=== Provided material ===
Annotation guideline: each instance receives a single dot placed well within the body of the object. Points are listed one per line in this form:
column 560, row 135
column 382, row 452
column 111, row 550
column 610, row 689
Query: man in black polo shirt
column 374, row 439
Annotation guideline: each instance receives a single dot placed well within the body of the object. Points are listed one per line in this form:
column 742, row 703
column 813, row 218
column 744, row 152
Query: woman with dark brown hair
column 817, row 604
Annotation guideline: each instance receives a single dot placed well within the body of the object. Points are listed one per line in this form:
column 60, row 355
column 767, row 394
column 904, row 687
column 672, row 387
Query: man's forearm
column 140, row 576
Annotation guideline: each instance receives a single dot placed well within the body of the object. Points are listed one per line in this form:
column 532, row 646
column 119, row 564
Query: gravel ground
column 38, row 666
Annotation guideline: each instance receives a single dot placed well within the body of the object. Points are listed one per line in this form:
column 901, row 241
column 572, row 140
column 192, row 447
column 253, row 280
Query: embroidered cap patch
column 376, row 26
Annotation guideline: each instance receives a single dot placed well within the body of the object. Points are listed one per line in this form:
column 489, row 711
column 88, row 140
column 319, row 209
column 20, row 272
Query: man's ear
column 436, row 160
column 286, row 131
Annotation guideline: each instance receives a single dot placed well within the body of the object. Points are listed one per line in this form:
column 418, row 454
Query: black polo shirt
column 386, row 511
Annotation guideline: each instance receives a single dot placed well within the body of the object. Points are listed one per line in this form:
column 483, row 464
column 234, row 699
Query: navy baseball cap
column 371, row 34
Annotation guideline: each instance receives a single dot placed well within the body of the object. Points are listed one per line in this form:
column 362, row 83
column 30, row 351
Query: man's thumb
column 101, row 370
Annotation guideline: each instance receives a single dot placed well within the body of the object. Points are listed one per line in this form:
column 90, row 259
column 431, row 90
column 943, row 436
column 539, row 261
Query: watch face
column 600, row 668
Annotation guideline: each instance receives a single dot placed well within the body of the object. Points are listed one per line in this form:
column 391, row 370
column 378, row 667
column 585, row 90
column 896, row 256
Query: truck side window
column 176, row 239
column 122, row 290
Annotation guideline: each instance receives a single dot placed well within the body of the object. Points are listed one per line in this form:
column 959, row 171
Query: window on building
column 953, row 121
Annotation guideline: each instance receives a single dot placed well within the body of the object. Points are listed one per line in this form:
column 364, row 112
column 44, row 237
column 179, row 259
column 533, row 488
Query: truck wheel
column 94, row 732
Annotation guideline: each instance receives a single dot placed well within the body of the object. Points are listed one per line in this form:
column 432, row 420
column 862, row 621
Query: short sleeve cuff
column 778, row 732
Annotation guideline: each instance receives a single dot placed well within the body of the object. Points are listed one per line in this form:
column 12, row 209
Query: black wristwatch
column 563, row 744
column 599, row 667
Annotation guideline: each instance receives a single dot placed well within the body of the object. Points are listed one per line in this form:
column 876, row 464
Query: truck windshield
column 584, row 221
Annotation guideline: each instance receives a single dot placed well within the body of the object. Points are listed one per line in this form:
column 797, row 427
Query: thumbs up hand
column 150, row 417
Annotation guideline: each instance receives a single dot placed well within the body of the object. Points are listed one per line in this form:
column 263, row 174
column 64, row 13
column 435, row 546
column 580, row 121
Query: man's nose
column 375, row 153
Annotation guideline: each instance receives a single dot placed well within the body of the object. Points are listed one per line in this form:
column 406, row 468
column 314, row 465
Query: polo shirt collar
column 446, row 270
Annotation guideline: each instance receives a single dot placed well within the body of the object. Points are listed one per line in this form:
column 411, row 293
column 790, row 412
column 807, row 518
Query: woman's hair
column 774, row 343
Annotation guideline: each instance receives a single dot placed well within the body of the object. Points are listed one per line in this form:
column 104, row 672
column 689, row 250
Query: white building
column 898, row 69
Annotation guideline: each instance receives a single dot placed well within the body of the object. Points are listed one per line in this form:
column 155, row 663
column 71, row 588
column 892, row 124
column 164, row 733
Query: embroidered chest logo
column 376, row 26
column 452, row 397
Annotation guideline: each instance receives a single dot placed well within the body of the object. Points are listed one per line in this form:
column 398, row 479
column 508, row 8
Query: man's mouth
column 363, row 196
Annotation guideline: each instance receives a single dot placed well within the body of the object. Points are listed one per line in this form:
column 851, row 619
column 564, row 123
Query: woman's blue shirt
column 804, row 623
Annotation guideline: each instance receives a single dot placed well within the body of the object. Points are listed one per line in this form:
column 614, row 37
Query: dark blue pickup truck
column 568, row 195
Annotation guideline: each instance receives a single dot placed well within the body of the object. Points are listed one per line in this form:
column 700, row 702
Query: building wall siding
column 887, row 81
===
● Brief: Exactly as written, transcribe every line shown above.

● Completed exercise:
Annotation guideline: each instance receives a single dot placed well within the body of the object. Points are listed one per line in this form:
column 560, row 135
column 382, row 452
column 111, row 550
column 610, row 689
Query: man in black polo shirt
column 374, row 439
Annotation guideline: each instance receives a single dot placed well within the body of the object. Points are listed one per line in this form:
column 742, row 703
column 813, row 218
column 744, row 152
Query: woman with dark brown hair
column 817, row 604
Annotation guideline: each instance receives a single dot placed well within the body of the object. Points are listed one per line in this form:
column 60, row 355
column 767, row 394
column 904, row 687
column 672, row 387
Query: man's forearm
column 140, row 576
Annotation guideline: each instance receives a single dot placed well within the body of the object. Points are listed one per line in this form:
column 532, row 646
column 119, row 564
Query: gravel ground
column 38, row 666
Annotation guideline: each instance receives a single dot placed well within the body of the object. Points are listed one per line in this form:
column 901, row 241
column 572, row 140
column 192, row 447
column 253, row 280
Query: embroidered cap patch
column 376, row 26
Annotation guideline: each instance receives a single dot placed well within the body of the object. Points are listed one per line in this form:
column 489, row 711
column 88, row 140
column 319, row 209
column 20, row 272
Query: man's ear
column 436, row 160
column 286, row 131
Annotation guideline: each instance receives a single dot placed well within the body of the object. Points are listed one per line in this form:
column 418, row 454
Query: black polo shirt
column 386, row 511
Annotation guideline: each instance receives a single dot placed well within the body of the object. Points are listed one per line in this form:
column 483, row 464
column 234, row 699
Query: navy baseball cap
column 371, row 34
Annotation guideline: each instance receives a single dot placed well within the body of the object. Points are listed one per line in this form:
column 362, row 83
column 30, row 351
Query: man's thumb
column 101, row 370
Annotation guideline: each instance receives a single dot placed well within the body of the object. Points are listed one per line in this form:
column 90, row 259
column 431, row 90
column 943, row 436
column 539, row 261
Query: watch face
column 600, row 668
Annotation guideline: each instance receives a single dot placed well within the body of the object. Points are listed one per line in this form:
column 391, row 370
column 378, row 667
column 585, row 90
column 896, row 256
Query: truck side window
column 176, row 239
column 122, row 290
Annotation guideline: each instance receives a single dot placed well within the body of the object. Points are listed one per line in this form:
column 959, row 171
Query: window on building
column 953, row 121
Annotation guideline: each instance receives a single dot placed well within the body of the object. Points are listed one per line in this form:
column 364, row 112
column 44, row 237
column 179, row 259
column 533, row 488
Query: truck wheel
column 94, row 732
Annotation guideline: each instance receives a single dot placed well within the body of the object. Points are listed one per line in this form:
column 432, row 420
column 862, row 621
Query: short sleeve cuff
column 778, row 732
Annotation guideline: each instance receives a single dot placed well within the body of the object. Points are listed one per line in this form:
column 12, row 209
Query: black wristwatch
column 563, row 744
column 599, row 667
Annotation guideline: each instance receives a single dot placed well within the body of the object. Points are listed one per line in this form:
column 876, row 464
Query: truck windshield
column 584, row 221
Annotation guideline: each instance receives a single dot placed well within the body of the object. Points are listed one per line in this form:
column 797, row 427
Query: thumbs up hand
column 150, row 417
Annotation guideline: each instance receives a single dot placed well within the body of the object. Points are listed one per line in this form:
column 263, row 174
column 64, row 13
column 435, row 546
column 580, row 121
Query: man's nose
column 375, row 153
Annotation guideline: each instance receives a single dot placed well within the body of the object. Points are listed one per line in this form:
column 406, row 468
column 314, row 465
Query: polo shirt collar
column 446, row 270
Annotation guideline: each instance receives a single dot placed well within the body of the object. Points are listed one per line in this form:
column 411, row 293
column 790, row 412
column 807, row 518
Query: woman's hair
column 774, row 343
Annotation guideline: each instance receives a single dot placed well within the body of the object. Points are listed one per line in this form:
column 104, row 672
column 689, row 250
Query: white building
column 898, row 69
Annotation guideline: each instance receives a single dot placed well within the body of the object. Points are listed one per line in this form:
column 155, row 663
column 71, row 588
column 892, row 124
column 164, row 733
Query: embroidered chest logo
column 376, row 26
column 452, row 397
Annotation guideline: each instance receives a single dot placed well within the body of the object. Points are listed one per line in this form:
column 398, row 479
column 508, row 8
Query: man's mouth
column 363, row 196
Annotation guideline: each instance receives a single dot placed well within the body of the object. Points are listed one per line in this form:
column 851, row 619
column 564, row 123
Query: woman's blue shirt
column 804, row 623
Annotation guideline: each instance receives a single dot placed well within the body of the object. Points are listed one per line in this form:
column 614, row 37
Query: dark blue pickup truck
column 568, row 195
Annotation guideline: each instance receives a single dot placed well within the body of the object. Points are listed one per line in this form:
column 700, row 702
Query: building wall siding
column 887, row 81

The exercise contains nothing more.